* **Work instructions**:
A – Copy word for word the stretch of the article on learning disability services from "Second, as more" through "already in train.".
B – Resume the article on learning disability services, writing what comes after its final sentence.

* **Page text**:
---
Pressure on services will grow as schools and demographics change
WE MAY have to rely on wellinformed estimates rather than cast-iron statistics for the incidence of learning disability within British Jewry.
But it is safe to assume that the call on communal services is more likely to increase than decline.
First, because the Strictly Orthodox are forming an ever-greater proportion of the overall Jewish population, they are more likely to seek help within a religiously sympathetic environment rather than the general education system.
Second, as more children have opted for Jewish schooling over the past 10 years, so the Jewish educational network overall is likely to find itself dealing with a higher number of children with some kind of special educational need. Significant initiatives are already in train.
When Kisharon day school moves from being an independent to a statesupported free school, and eventually into a new building in 2019, it will double its pupil capacity to more than 70.
This September, Gesher will open on the campus of Sinai Primary School in Kenton, north west London, specialising in education for children on the autism spectrum and with various communication or behavioural disorders. The school-within-a-school model will enable them to receive expert attention and therapeutic support at the same time as being part of a larger school community.
Launched five years ago, the charity Children Ahead now provides support to 150 boys in Strictly Orthodox schools in Stamford Hill. But according to Matty Beck, development officer for the charity advisory service, Interlink, Children Ahead has a long waiting list.
“When we first started, there was a lot of reluctance from parents and schools to deal with learning disabilities,” she says. “But the stigma has fallen away. People are more open to getting children screened and identified but that is creating pressure on community resources.”
---
* **Recorded data**:
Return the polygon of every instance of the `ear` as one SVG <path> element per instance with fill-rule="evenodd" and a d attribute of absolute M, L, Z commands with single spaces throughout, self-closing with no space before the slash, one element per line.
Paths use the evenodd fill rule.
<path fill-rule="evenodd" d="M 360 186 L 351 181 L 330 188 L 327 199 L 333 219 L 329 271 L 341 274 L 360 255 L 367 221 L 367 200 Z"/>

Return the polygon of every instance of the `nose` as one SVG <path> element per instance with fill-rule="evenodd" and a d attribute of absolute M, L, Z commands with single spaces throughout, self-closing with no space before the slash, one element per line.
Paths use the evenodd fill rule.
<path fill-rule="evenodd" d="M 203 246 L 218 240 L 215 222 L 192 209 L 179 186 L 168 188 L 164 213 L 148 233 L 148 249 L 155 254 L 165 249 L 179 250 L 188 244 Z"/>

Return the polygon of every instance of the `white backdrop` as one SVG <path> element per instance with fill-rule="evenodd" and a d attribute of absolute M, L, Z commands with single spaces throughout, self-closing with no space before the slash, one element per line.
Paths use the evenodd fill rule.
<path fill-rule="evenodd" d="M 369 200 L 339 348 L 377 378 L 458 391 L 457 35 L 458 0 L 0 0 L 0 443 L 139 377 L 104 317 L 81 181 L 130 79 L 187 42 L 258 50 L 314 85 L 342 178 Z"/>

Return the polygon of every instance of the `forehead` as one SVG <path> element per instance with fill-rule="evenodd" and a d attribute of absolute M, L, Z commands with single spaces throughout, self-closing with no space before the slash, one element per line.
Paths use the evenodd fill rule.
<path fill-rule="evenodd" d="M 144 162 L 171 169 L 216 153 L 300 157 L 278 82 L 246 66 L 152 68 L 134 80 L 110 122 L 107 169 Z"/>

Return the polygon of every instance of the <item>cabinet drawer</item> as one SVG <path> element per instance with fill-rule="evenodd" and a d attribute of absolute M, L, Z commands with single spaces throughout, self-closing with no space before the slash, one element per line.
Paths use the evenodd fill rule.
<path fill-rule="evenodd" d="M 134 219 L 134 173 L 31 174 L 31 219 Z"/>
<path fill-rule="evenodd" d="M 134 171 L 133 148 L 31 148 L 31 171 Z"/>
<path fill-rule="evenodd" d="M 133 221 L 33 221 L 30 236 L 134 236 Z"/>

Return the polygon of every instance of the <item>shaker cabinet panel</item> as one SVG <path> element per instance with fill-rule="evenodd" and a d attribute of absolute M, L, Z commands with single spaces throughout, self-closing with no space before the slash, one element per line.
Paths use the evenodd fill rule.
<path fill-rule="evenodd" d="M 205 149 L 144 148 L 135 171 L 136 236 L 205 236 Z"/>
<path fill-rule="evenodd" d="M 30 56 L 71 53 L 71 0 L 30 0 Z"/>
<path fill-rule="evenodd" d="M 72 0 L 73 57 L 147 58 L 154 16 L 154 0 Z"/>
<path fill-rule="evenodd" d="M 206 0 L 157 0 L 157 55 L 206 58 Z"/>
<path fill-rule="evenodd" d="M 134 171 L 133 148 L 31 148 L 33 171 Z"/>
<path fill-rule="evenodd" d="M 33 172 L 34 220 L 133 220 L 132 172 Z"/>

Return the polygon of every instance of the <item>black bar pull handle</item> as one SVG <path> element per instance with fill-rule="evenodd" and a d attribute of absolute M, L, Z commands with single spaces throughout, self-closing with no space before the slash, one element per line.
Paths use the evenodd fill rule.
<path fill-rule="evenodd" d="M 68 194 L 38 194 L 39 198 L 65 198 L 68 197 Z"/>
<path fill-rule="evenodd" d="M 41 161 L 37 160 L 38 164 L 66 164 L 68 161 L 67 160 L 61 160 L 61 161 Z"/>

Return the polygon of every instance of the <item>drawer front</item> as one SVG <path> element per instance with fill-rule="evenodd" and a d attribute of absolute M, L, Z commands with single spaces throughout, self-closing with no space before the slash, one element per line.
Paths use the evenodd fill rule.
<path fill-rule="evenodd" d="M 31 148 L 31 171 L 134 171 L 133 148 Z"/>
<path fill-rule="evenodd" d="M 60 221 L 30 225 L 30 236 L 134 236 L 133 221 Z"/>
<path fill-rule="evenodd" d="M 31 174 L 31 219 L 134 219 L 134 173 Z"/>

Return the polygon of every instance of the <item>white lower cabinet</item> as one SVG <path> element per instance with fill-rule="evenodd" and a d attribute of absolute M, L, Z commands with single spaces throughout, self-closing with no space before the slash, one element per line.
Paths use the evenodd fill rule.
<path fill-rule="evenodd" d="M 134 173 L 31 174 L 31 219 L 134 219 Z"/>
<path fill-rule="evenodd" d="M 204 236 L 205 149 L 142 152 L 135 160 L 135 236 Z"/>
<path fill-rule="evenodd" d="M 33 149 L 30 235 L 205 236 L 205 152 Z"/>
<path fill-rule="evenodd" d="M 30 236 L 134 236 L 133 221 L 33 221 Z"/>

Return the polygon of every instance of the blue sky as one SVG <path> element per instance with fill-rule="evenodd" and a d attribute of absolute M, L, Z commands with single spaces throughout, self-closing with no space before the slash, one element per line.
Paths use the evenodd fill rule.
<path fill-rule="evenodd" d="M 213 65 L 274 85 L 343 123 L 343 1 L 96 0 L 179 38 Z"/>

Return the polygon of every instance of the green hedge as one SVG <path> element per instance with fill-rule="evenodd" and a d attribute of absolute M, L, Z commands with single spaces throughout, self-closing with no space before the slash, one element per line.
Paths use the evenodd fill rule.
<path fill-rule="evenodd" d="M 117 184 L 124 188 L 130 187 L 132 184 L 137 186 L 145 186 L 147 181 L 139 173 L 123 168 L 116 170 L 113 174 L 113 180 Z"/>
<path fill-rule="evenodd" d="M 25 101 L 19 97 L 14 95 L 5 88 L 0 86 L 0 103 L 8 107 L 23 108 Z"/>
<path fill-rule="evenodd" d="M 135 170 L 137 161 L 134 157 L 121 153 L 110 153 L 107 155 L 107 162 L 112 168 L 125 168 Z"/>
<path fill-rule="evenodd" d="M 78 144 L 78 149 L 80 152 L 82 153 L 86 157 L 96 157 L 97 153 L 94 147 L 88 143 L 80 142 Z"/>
---
* **Answers for the tasks**:
A –
Second, as more children have opted for Jewish schooling over the past 10 years, so the Jewish educational network overall is likely to find itself dealing with a higher number of children with some kind of special educational need. Significant initiatives are already in train.

B –
According to Interlink’s conservative estimate, there are more than 550 Charedi children in the Stamford Hill community with mild learning disabilities. But since they are educated in independent rather than state-aided schools, there is no external funding for additional support such as speech and language or occupational therapy.
Whereas, according to the general prevalence of special educational needs in Hackney, around 240 Charedi children would be expected to be beneficiaries of an Education, Health and Care Plan — entitling them to funded educational support — Interlink knows of only two-thirds of that number.
Generally, Jewish agencies agree that the biggest challenge is to ensure continuing support for those who need it after school in order to enable them to live as independently as possible.
The high cost of housing in and around London — provided for those who need assistance with accommodation – is set to add to charity bills.
If Langdon chairman Jonathan Joseph is right, there are more young Jewish people who could be calling on Jewish charities.
The next step is to find them.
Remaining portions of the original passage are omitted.